İlk haber anonslarında duydum; inanamadım!
“Çözüm sürecini bu aşamaya getiren Başbakanımız Tayyip Erdoğan’a ve bu konuda ciddi gayretleri olan Abdullah Öcalan’ı takdirle karşıladığımı belirtmek istiyorum. Halkın bu yoğun ilgisine hiç kimse karşı çıkmasın istiyorum.”
Bu sözlerin sahibi Türkiye Cumhuriyeti’nin bir valisi olamaz diye haykırdım kendi kendime...
Hani birileri görse delirdiğimi sanacak ki, Allah’tan evimde o anda kimse yoktu!
İnanamadım; araştırdım; ta ki Vali Hazretleri’nin şok sözlerinin videosunu izleyene kadar...
Sonra da Cuma namazı öncesi Kocatepe’den yükselen sesi hatırladım. Şöyle diyordu Hoca sohbetinde:
“- İncitenlerden ve incinenlerden olmayın!”
Behey hocam; böyle yaratıklar yurdumu sarmışsa ben nasıl inciten olmam; ben nasıl incinen olmam; söyler misiniz?

-=-=-

Yönergeler:
1: Metinde "İnanamadım; araştırdım; ta" sözlerinden "olmam; söyler misiniz?" sözlerine kadar uzanan bölümü hiç değiştirmeden yazar mısınız?
2: Metinde ünlem işaretiyle biten cümleler hangileri? Hepsini metindeki sırasıyla yazın.

-=-=-

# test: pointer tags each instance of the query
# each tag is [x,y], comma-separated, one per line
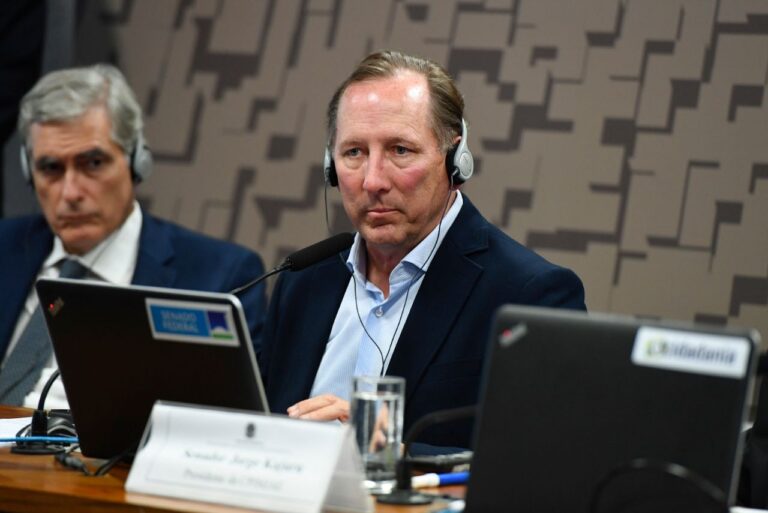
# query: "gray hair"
[447,104]
[67,94]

-=-=-

Görev Yanıtları:
1:
İnanamadım; araştırdım; ta ki Vali Hazretleri’nin şok sözlerinin videosunu izleyene kadar...
Sonra da Cuma namazı öncesi Kocatepe’den yükselen sesi hatırladım. Şöyle diyordu Hoca sohbetinde:
“- İncitenlerden ve incinenlerden olmayın!”
Behey hocam; böyle yaratıklar yurdumu sarmışsa ben nasıl inciten olmam; ben nasıl incinen olmam; söyler misiniz?

2:
1. İlk haber anonslarında duydum; inanamadım!
2. Hani birileri görse delirdiğimi sanacak ki, Allah’tan evimde o anda kimse yoktu!
3. İncitenlerden ve incinenlerden olmayın!